*What to produce*. Go to the line containing "Put a marker on each instance of the dry" in the records below and print it and every following line exactly, on through the line containing "Put a marker on each instance of the decorative", then stop.
:: Data for the task
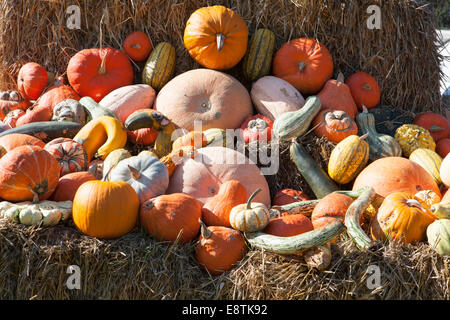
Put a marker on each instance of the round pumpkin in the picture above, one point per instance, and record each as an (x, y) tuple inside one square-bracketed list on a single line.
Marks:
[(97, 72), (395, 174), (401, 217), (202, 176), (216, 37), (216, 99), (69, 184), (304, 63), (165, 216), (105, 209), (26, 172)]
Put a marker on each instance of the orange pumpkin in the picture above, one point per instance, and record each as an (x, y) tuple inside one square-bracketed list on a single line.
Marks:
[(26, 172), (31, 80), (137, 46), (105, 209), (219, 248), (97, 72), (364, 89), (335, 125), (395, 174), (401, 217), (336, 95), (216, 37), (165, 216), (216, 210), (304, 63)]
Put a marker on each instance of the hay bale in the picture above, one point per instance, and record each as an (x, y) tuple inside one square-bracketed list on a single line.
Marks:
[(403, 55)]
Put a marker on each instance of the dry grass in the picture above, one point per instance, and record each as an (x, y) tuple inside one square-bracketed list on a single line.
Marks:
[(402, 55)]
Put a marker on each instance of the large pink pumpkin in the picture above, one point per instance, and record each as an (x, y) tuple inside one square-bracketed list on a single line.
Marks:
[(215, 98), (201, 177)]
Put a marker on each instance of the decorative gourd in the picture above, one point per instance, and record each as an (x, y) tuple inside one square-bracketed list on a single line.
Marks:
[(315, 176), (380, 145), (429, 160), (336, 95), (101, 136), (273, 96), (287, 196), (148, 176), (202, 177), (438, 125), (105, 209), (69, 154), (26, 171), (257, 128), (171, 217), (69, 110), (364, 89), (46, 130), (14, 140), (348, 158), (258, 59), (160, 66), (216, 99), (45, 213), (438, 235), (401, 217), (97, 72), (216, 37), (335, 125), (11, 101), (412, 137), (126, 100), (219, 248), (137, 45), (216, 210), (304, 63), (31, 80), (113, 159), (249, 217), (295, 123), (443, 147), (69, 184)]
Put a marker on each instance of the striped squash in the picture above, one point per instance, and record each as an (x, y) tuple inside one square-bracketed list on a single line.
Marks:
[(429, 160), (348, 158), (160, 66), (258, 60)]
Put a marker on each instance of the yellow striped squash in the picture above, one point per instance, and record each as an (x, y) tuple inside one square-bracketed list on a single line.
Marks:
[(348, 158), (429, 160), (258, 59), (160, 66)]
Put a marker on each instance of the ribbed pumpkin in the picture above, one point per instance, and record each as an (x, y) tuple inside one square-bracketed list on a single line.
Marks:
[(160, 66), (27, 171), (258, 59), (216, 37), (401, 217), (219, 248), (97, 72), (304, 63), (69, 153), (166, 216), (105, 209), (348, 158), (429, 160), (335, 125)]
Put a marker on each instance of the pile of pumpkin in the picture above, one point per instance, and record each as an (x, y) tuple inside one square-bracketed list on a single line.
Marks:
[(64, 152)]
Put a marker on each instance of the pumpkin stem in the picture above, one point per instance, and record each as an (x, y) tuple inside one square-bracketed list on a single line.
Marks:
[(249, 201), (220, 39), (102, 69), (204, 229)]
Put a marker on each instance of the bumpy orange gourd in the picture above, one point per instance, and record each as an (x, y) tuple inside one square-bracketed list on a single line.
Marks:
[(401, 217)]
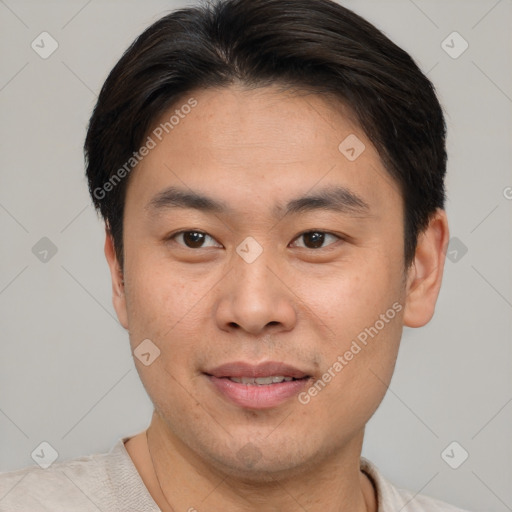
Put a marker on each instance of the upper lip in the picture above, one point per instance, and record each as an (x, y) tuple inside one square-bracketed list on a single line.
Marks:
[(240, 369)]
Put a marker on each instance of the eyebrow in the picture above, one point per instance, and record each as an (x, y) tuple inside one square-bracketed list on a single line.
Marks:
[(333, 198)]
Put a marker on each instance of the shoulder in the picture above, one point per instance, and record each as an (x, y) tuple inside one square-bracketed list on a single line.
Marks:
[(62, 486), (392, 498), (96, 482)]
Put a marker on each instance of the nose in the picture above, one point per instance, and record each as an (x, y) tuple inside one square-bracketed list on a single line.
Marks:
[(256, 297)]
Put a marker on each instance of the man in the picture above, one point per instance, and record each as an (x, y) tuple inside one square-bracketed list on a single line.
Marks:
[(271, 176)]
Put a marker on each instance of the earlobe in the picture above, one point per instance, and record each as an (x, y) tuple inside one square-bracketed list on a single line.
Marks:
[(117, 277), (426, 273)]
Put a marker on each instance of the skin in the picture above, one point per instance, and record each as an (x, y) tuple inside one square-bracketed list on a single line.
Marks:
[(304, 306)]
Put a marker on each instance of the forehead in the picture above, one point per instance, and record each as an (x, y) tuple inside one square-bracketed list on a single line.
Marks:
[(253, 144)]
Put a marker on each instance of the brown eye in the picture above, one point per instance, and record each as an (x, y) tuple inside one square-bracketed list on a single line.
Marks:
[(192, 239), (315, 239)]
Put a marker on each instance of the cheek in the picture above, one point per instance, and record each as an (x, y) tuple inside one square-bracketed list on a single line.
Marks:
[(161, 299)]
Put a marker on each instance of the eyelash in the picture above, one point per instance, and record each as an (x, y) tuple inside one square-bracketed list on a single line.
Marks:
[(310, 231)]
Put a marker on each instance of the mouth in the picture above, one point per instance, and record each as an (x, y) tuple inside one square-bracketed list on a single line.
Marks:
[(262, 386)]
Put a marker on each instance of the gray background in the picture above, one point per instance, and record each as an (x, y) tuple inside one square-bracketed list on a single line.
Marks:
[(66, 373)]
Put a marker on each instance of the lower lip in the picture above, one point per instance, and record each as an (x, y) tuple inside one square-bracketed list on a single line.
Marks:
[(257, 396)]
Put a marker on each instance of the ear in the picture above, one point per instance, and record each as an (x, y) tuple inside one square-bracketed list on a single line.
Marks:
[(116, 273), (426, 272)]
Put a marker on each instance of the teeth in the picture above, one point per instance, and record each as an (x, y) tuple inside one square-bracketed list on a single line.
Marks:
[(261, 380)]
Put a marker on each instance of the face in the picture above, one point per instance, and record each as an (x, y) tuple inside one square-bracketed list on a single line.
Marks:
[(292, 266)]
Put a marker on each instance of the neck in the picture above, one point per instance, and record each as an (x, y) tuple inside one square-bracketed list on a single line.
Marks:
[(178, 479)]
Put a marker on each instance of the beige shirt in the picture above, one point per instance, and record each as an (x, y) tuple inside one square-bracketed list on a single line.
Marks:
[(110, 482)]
::::
:: Data for the task
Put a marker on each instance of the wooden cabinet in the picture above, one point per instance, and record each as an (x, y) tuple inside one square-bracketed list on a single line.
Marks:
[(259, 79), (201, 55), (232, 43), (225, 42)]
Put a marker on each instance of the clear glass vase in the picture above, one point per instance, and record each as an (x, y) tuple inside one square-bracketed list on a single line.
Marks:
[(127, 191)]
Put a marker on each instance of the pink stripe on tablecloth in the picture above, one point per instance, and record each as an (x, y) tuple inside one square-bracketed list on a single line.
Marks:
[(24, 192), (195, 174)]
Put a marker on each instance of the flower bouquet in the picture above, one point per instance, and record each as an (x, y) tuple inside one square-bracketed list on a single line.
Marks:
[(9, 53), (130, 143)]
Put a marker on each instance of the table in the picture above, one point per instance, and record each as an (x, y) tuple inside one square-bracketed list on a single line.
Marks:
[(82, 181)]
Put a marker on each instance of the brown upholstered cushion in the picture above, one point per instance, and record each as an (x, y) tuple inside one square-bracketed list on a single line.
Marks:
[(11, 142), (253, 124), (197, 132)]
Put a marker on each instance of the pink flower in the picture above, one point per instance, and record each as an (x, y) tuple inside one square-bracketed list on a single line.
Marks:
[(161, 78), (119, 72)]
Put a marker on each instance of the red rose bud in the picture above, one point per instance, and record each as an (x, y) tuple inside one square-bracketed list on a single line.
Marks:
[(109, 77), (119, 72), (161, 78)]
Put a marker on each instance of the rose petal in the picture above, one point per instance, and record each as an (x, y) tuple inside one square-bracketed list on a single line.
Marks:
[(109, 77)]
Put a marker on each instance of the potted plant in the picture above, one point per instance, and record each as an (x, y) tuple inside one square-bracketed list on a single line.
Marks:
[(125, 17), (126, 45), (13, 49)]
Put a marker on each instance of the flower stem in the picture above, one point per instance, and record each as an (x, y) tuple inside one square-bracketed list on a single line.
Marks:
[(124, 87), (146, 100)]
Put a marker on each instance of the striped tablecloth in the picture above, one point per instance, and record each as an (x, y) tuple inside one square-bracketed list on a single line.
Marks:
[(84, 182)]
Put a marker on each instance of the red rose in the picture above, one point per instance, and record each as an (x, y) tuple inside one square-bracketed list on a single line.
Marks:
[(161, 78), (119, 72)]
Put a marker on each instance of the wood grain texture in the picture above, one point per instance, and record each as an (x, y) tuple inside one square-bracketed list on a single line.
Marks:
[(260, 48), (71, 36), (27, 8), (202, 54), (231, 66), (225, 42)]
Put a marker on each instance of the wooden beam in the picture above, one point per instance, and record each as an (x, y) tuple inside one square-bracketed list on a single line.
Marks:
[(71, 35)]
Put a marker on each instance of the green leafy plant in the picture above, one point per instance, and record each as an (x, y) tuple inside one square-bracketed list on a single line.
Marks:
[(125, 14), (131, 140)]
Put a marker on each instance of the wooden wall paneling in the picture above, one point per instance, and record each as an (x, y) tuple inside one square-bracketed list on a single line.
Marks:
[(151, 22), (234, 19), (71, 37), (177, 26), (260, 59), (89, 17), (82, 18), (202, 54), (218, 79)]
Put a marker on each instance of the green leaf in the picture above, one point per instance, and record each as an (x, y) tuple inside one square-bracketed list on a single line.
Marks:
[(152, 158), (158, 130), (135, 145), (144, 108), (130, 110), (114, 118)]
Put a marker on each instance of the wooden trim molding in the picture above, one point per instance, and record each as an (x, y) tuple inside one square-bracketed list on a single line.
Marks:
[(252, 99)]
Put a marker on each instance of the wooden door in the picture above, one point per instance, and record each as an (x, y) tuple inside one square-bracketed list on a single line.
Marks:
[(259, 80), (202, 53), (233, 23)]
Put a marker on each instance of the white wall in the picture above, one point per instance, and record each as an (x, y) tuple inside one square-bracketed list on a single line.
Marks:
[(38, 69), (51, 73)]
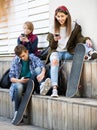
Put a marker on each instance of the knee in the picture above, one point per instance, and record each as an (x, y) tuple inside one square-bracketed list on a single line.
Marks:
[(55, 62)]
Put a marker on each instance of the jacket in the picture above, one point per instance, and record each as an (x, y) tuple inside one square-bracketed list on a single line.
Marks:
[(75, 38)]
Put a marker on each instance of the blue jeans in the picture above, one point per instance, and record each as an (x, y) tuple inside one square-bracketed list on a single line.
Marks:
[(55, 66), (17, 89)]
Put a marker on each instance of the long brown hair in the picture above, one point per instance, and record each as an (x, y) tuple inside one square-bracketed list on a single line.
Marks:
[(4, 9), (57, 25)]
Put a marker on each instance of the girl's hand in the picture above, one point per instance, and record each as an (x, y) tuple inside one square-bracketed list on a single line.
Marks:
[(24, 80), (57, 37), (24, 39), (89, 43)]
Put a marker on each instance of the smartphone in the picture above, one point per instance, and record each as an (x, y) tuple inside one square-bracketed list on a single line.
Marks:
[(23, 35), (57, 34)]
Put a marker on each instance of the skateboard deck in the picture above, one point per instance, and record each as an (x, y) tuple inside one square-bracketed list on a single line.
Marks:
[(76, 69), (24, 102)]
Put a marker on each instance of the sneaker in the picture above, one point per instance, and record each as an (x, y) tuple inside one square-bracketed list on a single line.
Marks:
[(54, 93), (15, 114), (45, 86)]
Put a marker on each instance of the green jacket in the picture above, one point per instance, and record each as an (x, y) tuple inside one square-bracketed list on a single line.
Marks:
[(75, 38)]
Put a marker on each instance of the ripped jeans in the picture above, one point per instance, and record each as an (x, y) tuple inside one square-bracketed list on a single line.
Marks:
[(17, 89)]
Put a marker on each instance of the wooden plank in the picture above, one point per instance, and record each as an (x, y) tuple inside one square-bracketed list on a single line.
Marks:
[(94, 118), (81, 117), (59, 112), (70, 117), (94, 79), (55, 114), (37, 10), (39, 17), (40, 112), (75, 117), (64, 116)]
::::
:: Data for the task
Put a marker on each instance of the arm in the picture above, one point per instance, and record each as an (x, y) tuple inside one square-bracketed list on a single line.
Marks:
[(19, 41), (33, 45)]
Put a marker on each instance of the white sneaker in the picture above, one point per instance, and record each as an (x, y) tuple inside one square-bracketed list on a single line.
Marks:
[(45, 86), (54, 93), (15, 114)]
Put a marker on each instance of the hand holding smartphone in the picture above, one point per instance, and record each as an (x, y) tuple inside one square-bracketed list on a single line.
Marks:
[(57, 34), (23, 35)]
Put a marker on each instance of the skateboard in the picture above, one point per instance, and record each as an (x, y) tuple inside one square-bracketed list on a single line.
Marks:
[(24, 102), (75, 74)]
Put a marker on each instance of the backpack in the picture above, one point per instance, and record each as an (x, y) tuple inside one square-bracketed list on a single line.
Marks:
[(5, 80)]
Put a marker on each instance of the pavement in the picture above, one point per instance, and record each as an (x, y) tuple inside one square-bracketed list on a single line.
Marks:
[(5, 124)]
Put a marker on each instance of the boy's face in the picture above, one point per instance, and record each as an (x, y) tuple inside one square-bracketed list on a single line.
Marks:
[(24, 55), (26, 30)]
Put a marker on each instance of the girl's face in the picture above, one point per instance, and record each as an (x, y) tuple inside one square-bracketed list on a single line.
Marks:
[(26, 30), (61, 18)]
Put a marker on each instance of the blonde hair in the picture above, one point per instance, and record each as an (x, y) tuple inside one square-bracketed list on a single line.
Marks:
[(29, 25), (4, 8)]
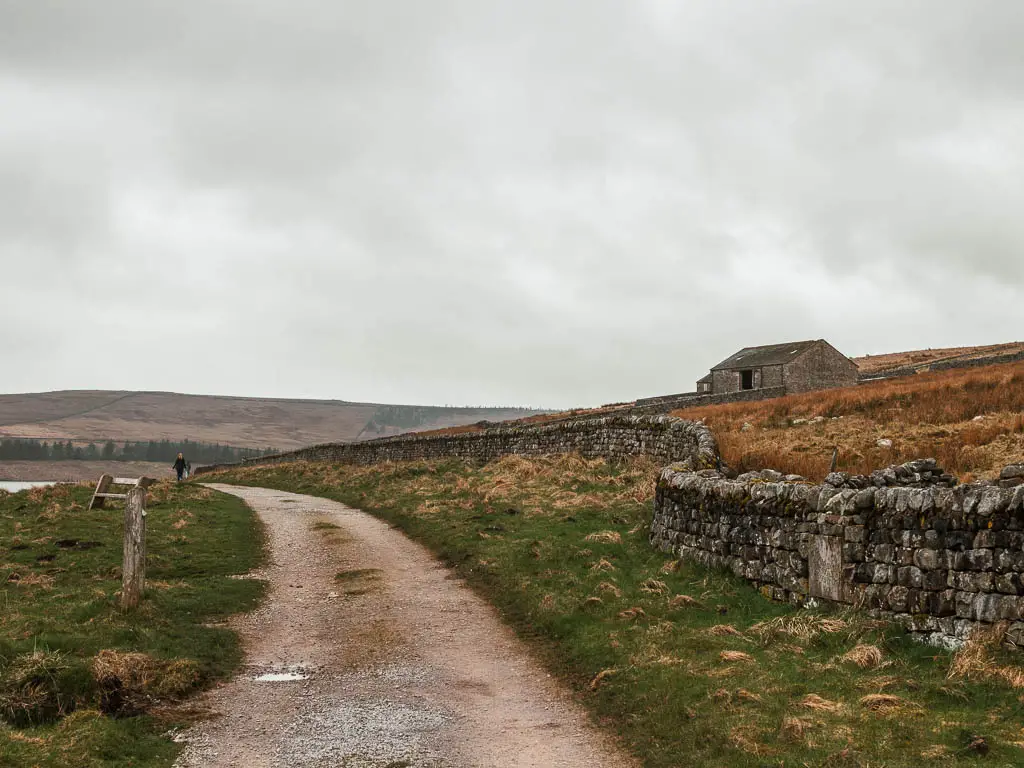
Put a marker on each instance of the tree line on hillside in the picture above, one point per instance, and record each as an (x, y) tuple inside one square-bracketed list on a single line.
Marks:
::::
*Solution below*.
Put a marker on each instance of the dry grass in the picture above, one point per instance, and record each as an (x, y) tuple inside one square-bracketed list on a single line.
Marks:
[(402, 55)]
Put a marker on each instance of the large pink pumpkin in the picture above, one point per instance, and record each as an (x, y) tuple inside one square-bracketed list on a single line.
Marks:
[(215, 98), (201, 177)]
Put a marker on each instance of the decorative gourd in the picture above, one point per instance, and record each as an (x, y) tuple inside one square-bracketed list on a single line.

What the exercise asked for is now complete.